REQUIREMENTS:
A: From the Hindi dataset notebook, extract the passage that begins at "# API endpoint" and ends at "random.seed(42)", including both.
B: Pick up the Hindi dataset notebook right after its final line and keep writing it.

SOURCE TEXT:
--- --- ---
# Hindi Dataset Generator for Grammar Error Correction

This notebook:
1. Fetches 10,000 Hindi sentences from Hugging Face IndicCorpV2 dataset
2. Creates 5,000 identity pairs (input = output)
3. Creates 5,000 corrupted pairs with word/character level errors
4. Saves the generated dataset and combines with existing test.csv if present

In [None]:
# Install required packages
import subprocess
import sys

def install_package(package):
    subprocess.check_call([sys.executable, "-m", "pip", "install", package])

# List of required packages
required_packages = [
    'requests',
    'pandas', 
    'tqdm',
    'datasets'  # Added datasets library for Hugging Face datasets
]

try:
    import requests
    import pandas as pd
    import random
    import re
    import json
    from tqdm import tqdm
    
    # Try to import datasets library
    try:
        import datasets
        print("Datasets library is available")
    except ImportError:
        print("Installing datasets library...")
        install_package('datasets')
        import datasets
        
except ImportError as e:
    missing_package = str(e).split("'")[1]
    print(f"Installing {missing_package}...")
    install_package(missing_package)
    
    # Re-import after installation
    import requests
    import pandas as pd
    import random
    import re
    import json
    from tqdm import tqdm
    
    try:
        import datasets
    except ImportError:
        print("Installing datasets library...")
        install_package('datasets')
        import datasets

print("All packages imported successfully!")

All packages imported successfully!


In [2]:
# Configuration
TARGET_SENTENCES = 10000
IDENTITY_PAIRS = 5000
CORRUPTED_PAIRS = 5000

# API endpoint for Hugging Face datasets-server
BASE_URL = "https://datasets-server.huggingface.co/rows"
DATASET = "ai4bharat/IndicCorpV2"
CONFIG = "indiccorp_v2"
SPLIT = "hin_Deva"

# Set random seed for reproducibility
random.seed(42)

In [None]:
def fetch_hindi_sentences(target_count=10000, batch_size=100):
    """
    Fetch Hindi sentences using datasets library directly
    """
    try:
        from datasets import load_dataset
        print(f"Fetching {target_count} Hindi sentences using datasets library...")
        
        # Load the IndicCorpV2 dataset directly
        print("Loading IndicCorpV2 dataset...")
        dataset = load_dataset("ai4bharat/IndicCorpV2", "indiccorp_v2", split="hin_Deva", streaming=True)
--- --- ---
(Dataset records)
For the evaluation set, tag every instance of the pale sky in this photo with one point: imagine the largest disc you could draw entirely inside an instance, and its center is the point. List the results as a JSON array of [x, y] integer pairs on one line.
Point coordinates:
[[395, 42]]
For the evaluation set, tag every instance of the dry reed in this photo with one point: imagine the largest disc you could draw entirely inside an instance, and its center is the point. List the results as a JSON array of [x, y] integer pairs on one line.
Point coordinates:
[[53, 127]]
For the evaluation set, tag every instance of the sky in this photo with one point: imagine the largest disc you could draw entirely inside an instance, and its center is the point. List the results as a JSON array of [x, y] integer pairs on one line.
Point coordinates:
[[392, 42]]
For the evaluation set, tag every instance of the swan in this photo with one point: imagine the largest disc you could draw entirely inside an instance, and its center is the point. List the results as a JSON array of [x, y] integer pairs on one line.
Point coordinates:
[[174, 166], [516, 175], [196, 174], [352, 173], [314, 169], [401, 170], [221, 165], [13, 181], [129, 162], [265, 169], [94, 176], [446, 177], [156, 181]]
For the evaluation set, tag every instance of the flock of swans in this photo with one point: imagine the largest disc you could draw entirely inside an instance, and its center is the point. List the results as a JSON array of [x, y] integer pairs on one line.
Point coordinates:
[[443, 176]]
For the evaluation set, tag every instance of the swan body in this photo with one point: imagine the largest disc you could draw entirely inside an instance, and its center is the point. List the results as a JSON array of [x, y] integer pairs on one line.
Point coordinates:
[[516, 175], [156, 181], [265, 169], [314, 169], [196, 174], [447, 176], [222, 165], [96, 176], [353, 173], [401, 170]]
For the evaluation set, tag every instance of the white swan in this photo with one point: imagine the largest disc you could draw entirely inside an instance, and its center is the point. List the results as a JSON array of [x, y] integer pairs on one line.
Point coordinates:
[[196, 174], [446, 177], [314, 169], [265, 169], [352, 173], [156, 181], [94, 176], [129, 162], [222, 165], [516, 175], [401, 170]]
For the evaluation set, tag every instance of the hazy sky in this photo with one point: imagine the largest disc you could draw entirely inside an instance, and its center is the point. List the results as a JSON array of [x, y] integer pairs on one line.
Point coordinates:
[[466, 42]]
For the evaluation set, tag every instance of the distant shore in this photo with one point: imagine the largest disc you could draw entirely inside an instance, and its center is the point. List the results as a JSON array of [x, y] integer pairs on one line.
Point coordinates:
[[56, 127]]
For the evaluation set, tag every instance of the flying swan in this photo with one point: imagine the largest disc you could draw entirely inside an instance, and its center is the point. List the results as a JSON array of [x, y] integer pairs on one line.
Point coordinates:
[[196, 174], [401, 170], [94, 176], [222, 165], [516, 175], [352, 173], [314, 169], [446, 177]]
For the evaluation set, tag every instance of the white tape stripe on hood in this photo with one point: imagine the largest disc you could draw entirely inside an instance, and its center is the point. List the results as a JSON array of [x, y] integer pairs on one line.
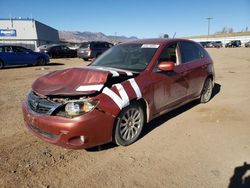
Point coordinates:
[[123, 94], [96, 87], [114, 73], [135, 87], [113, 96]]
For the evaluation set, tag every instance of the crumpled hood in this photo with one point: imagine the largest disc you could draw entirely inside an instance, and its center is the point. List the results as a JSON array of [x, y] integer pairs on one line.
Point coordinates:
[[70, 82]]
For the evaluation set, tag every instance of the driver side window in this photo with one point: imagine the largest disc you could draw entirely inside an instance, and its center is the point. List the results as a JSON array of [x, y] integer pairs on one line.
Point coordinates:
[[169, 54]]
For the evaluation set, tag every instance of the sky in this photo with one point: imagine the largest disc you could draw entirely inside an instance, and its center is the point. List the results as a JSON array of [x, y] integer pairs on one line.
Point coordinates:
[[140, 18]]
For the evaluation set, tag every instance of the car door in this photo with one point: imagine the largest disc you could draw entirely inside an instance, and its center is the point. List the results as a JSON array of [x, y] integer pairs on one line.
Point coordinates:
[[170, 88], [194, 57]]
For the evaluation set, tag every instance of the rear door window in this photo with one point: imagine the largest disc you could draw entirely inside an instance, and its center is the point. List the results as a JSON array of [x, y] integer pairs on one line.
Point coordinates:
[[190, 52]]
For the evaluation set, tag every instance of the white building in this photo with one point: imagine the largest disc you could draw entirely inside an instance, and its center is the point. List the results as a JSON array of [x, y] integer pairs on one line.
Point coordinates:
[[27, 32]]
--- --- ---
ANSWERS PER TASK:
A:
# API endpoint for Hugging Face datasets-server
BASE_URL = "https://datasets-server.huggingface.co/rows"
DATASET = "ai4bharat/IndicCorpV2"
CONFIG = "indiccorp_v2"
SPLIT = "hin_Deva"

# Set random seed for reproducibility
random.seed(42)

B:
        sentences = []
        
        with tqdm(total=target_count, desc="Fetching sentences") as pbar:
            for example in dataset:
                if 'text' in example:
                    text = example['text'].strip()
                    if text and len(text) > 10:  # Filter out very short texts
                        sentences.append(text)
                        pbar.update(1)
                        
                        if len(sentences) >= target_count:
                            break
        
        print(f"Successfully fetched {len(sentences)} sentences")
        return sentences
        
    except Exception as e:
        print(f"Error loading dataset: {e}")
        raise Exception(f"Failed to load Hindi sentences from IndicCorpV2 dataset: {e}")

In [4]:
def introduce_word_level_errors(sentence, error_rate=0.3):
    """
    Introduce word-level errors: deletion, insertion, swapping
    """
    words = sentence.split()
    if len(words) < 2:
        return sentence
    
    corrupted_words = words.copy()
    
    # Determine number of errors to introduce
    num_errors = max(1, int(len(words) * error_rate))
    
    for _ in range(num_errors):
        error_type = random.choice(['delete', 'insert', 'swap'])
        
        if error_type == 'delete' and len(corrupted_words) > 1:
            # Delete a random word
            idx = random.randint(0, len(corrupted_words) - 1)
            corrupted_words.pop(idx)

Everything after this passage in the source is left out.